─── DOCUMENT EXTRACT ───

The bottom graph displays the same results, summarised by covariate of interest. This may help identify any covariates that consistently lead to extrapolation, and should be avoided. Here, none of the covariates stand out as driving extrapolation more than any others, although combinatorial extrapolation is marginally more prevalent with NPP
and SST
.
While extrapolation is often seen as a binary concept (ie. it either does or does not take place), it is reasonable to expect that predictions made at target points situated just outside the sampled environmental space may be more reliable than those made at points far outside it. The ExDet tool available through compute_extrapolation
inherently quantifies this notion of ‘distance’ from the envelope (solid line) of the reference data (grey circles) (Figure 4A).
However, the multivariate distribution of reference data points is often far from homegeneous. It is possible, therefore, for target points representing analogue conditions to fall within sparsely sampled regions of the reference space; or conversely, for two target points reflecting an equal degree of extrapolation to have very different amounts of reference data within their vicinity.
An example of this is shown in Figure 4B, where three target points \(x_1\), \(x_2\) and \(x_3\) are located equally close to the envelope of the reference data. In essence, these reflect identical degrees of extrapolation, as defined under the ExDet framework. However, given the shape of the data cloud in multivariate space, it is apparent that predictions made at target point \(x_1\) will be much better ‘informed’ than those made at \(x_2\) or \(x_3\), as a bigger cluster of reference points lies nearby (green circle around \(x_1\)).

───

In the passage on extrapolation, condense the paragraph beginning "However, the multivariate distribution" into a short bulleted list that keeps its main facts.

─── RAW DATA ───

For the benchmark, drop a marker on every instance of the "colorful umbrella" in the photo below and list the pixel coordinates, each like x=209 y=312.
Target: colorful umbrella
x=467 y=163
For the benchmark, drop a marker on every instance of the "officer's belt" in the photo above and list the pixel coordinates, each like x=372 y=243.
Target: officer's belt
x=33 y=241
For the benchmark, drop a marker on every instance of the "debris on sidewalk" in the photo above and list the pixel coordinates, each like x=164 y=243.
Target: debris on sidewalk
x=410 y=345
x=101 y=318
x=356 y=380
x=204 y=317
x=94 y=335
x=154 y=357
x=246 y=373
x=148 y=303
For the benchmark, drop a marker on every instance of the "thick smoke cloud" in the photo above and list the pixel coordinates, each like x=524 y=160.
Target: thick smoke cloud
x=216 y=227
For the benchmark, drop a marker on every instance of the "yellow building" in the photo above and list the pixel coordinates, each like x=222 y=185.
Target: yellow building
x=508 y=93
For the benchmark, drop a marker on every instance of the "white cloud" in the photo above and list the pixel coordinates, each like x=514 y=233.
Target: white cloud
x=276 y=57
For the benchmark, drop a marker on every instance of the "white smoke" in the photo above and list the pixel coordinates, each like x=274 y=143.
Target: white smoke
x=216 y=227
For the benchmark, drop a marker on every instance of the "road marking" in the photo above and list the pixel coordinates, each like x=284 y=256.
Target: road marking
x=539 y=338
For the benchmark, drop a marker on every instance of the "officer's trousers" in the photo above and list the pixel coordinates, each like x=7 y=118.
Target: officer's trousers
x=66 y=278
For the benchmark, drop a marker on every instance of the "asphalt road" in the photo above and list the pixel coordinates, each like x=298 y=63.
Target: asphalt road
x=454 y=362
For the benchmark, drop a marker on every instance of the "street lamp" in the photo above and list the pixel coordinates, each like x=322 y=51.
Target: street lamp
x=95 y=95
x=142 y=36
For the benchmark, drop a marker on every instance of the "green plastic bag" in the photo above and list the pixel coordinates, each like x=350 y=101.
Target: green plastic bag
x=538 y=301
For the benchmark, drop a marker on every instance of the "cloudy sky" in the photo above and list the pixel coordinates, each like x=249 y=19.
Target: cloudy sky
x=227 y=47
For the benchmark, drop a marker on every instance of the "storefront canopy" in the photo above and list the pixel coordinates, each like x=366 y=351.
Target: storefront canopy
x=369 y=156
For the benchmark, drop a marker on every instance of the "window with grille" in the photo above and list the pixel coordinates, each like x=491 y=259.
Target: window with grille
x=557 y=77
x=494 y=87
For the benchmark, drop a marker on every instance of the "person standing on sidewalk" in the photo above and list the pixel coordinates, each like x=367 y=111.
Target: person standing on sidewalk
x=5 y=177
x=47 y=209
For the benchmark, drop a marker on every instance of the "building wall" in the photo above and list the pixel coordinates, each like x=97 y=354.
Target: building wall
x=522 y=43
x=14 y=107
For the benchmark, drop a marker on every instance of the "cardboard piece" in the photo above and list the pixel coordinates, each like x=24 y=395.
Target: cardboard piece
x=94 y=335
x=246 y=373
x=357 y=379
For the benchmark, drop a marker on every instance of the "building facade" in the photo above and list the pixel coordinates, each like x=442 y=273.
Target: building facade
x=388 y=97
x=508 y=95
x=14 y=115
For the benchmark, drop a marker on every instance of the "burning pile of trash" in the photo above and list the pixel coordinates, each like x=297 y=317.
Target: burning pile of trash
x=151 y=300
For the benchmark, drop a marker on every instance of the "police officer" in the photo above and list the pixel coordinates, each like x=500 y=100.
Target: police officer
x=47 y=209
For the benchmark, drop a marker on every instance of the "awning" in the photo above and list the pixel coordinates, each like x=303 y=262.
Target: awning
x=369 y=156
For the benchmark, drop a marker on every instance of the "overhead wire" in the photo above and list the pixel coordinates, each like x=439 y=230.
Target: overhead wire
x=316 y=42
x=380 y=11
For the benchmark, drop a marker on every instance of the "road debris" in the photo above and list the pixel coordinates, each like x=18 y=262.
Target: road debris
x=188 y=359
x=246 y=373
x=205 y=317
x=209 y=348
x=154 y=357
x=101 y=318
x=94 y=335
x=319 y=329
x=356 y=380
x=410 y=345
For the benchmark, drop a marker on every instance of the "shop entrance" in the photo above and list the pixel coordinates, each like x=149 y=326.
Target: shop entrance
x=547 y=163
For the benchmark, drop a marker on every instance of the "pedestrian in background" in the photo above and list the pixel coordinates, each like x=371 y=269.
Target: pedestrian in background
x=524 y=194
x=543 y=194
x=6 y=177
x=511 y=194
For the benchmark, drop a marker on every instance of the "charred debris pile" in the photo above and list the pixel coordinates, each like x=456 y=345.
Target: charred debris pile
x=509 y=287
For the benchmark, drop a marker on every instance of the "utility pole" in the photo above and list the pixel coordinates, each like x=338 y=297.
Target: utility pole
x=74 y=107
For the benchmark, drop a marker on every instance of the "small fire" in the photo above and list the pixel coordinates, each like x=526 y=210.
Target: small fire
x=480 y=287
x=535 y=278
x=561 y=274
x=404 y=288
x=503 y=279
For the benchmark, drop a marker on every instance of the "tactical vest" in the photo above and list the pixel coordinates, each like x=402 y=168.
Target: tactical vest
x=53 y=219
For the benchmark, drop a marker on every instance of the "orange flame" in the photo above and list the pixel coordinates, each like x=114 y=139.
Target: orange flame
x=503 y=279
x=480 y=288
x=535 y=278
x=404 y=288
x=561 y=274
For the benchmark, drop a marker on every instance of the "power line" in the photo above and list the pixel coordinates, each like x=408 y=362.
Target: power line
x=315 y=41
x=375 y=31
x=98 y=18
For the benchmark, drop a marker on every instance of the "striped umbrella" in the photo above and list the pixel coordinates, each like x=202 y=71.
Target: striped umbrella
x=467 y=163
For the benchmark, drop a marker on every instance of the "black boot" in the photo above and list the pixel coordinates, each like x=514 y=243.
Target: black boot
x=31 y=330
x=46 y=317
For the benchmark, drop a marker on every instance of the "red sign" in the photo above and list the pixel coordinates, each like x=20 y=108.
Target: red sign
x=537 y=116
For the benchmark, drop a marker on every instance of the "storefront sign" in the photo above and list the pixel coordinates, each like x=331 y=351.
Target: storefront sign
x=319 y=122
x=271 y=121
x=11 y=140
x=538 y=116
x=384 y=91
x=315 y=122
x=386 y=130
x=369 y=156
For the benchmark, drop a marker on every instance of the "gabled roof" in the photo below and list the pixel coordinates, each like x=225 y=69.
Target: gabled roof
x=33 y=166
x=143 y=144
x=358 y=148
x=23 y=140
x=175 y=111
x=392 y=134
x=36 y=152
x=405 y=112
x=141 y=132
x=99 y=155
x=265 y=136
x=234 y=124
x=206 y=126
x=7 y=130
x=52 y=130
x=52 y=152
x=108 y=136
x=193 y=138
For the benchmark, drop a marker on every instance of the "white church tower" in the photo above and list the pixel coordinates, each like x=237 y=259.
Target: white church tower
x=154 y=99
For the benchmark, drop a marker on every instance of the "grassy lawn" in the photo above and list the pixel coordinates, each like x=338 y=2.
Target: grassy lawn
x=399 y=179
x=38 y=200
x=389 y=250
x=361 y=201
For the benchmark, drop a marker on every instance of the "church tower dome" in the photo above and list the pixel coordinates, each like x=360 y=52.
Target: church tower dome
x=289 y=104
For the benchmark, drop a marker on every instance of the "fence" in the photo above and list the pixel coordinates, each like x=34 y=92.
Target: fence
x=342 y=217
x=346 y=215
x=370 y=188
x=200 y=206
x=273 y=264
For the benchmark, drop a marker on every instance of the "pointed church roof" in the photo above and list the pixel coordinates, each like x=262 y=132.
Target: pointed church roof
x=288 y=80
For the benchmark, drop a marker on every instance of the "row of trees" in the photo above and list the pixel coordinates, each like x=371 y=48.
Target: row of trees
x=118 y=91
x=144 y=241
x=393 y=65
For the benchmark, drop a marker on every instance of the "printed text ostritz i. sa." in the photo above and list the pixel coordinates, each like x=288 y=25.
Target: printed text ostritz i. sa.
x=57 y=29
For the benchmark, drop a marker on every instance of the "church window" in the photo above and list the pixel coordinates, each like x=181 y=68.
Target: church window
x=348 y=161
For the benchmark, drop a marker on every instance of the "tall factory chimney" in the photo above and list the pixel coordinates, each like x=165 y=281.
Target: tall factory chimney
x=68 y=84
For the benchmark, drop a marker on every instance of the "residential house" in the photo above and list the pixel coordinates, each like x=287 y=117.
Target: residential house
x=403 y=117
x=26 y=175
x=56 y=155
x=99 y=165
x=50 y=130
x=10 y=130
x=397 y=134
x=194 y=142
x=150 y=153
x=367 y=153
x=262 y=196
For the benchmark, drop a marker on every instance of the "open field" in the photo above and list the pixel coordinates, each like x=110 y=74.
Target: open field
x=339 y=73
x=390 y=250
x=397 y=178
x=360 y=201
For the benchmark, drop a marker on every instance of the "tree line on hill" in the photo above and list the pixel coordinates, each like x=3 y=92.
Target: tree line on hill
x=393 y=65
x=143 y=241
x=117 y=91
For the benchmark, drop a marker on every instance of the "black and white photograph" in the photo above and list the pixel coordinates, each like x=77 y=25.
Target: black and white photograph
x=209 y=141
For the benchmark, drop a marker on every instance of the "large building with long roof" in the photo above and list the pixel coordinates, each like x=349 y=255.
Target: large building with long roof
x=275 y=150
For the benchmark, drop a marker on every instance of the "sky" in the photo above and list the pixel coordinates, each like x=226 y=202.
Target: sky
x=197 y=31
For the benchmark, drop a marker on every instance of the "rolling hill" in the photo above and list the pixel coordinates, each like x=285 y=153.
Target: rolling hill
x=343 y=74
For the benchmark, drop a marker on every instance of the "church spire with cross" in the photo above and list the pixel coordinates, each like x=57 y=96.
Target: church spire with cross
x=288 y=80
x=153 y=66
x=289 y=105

───

> FINISHED ANSWER
- The multivariate distribution of reference data points is often far from even.
- Target points representing analogue conditions can therefore fall in sparsely sampled parts of the reference space.
- Conversely, two target points with the same degree of extrapolation can have very different amounts of reference data near them.